--- WHAT IS REQUIRED ---
Reproduce the material below word for word, starting with the line that contains "[point] at the window" and continuing through its final line. Omit the pictures.
* start RECORDS FOR THIS TASK *
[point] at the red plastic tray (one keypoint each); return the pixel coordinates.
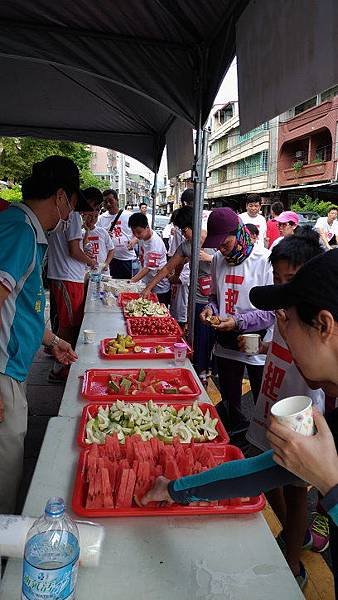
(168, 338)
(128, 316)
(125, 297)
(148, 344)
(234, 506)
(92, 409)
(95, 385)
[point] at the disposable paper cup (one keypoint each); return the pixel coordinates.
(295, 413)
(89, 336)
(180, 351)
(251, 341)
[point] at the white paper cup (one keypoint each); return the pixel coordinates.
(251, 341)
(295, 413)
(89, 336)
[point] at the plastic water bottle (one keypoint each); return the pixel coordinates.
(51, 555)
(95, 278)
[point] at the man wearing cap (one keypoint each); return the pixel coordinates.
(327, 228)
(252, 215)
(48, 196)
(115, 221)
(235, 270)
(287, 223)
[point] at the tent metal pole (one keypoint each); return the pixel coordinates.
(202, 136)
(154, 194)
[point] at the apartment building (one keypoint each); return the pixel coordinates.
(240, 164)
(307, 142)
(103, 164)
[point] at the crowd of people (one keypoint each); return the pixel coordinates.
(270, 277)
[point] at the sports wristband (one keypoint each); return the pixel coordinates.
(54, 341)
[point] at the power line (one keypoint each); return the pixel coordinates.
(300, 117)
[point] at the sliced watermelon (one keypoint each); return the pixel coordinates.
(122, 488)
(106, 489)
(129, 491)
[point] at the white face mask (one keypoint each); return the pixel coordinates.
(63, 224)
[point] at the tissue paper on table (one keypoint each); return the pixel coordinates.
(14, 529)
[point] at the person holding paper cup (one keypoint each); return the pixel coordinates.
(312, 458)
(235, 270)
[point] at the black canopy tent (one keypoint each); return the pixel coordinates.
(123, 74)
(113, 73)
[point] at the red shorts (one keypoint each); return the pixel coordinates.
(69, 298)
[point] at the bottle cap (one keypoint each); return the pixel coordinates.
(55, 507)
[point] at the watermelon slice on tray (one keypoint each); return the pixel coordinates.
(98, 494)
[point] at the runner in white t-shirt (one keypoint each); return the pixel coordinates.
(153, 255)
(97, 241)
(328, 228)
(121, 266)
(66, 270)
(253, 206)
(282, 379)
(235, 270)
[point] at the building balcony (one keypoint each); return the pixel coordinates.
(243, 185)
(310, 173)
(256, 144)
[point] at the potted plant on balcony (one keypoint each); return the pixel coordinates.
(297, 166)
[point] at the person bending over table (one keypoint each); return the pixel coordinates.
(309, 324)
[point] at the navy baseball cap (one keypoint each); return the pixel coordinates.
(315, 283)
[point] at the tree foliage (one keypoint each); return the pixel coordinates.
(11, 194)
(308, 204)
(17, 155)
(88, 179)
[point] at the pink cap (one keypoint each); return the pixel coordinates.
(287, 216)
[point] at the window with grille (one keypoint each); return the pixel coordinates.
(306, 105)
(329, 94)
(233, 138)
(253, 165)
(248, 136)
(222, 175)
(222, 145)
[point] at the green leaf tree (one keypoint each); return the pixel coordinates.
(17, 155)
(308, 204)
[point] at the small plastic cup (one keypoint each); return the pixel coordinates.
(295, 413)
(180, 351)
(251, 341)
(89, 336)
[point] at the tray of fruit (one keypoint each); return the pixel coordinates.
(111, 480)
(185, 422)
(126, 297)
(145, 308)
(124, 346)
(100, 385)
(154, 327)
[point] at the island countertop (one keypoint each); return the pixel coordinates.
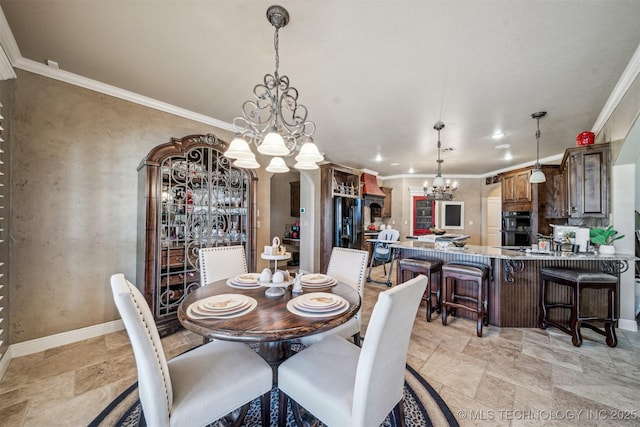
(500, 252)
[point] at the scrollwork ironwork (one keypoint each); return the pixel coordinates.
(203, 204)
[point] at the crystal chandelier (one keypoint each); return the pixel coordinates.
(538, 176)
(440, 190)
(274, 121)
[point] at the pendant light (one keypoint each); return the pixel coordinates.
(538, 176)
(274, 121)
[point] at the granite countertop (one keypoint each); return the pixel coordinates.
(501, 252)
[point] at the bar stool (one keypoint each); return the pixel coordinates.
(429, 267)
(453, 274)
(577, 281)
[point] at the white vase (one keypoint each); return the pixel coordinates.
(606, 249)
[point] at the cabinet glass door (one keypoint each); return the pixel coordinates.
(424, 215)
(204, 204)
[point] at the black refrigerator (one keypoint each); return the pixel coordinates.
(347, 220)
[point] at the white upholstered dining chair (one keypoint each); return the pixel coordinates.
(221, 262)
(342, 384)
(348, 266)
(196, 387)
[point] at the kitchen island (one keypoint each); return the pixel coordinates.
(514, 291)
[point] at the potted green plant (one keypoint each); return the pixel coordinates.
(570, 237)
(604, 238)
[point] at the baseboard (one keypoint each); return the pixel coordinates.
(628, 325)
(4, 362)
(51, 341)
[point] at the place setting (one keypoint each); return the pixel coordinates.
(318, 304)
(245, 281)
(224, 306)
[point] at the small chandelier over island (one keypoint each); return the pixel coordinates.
* end RECORDS FOR THIS TASK *
--- WRITTEN ANSWER ---
[point] at the window with grille (one keypoint each); return the pixel coordinates.
(306, 105)
(329, 94)
(233, 138)
(253, 165)
(248, 136)
(222, 175)
(222, 145)
[point] at the green leaf tree (one keypoint each); return the pixel coordinates.
(17, 155)
(308, 204)
[point] at the small plastic cup (one keypoint each); return the pixel coordinates.
(295, 413)
(180, 351)
(251, 341)
(89, 336)
[point] at the tray of fruit (one keypoint each); return the pixel coordinates.
(111, 480)
(185, 422)
(126, 297)
(145, 308)
(124, 346)
(100, 385)
(154, 327)
[point] at the island countertop (one keypoint each); return the pixel coordinates.
(500, 252)
[point] at the scrollwork ironwork (one keypoint each); return the pixel coordinates.
(203, 204)
[point] at the crystal chandelier (one keypoint each); return the pixel coordinates.
(538, 176)
(440, 190)
(274, 121)
[point] at the pendant light (one keypoint each); return the pixel coordinates.
(538, 176)
(274, 121)
[point] at the granite countertop (one keypoint each); return the pixel coordinates.
(501, 252)
[point] at the bar stool (one keypoint each); return the pixel coordinates.
(429, 267)
(453, 274)
(577, 281)
[point] at the white vase (one keypoint each); return the pixel coordinates.
(606, 249)
[point] at the cabinet glass door (one keypoint each); return the pixel coordinates.
(424, 215)
(204, 204)
[point] at the black refrigerator (one keypoint each); return the pixel coordinates.
(347, 220)
[point] at the white upholstered dining chair (one keypoint each); return the pixel coordinates.
(221, 262)
(342, 384)
(348, 266)
(196, 387)
[point] at the kitchen island (one keypoint each); return the pixel coordinates.
(514, 291)
[point] at the potted green plant (one keypoint each); return the pixel coordinates.
(570, 237)
(604, 238)
[point] at the baseboard (one keypoint each); return the pixel coordinates.
(628, 325)
(4, 362)
(51, 341)
[point] at the place setting (one keypoint each); return the pixel coordinates.
(318, 304)
(245, 281)
(224, 306)
[point] at the small chandelier over island (one keypoint each); return the pixel coordinates.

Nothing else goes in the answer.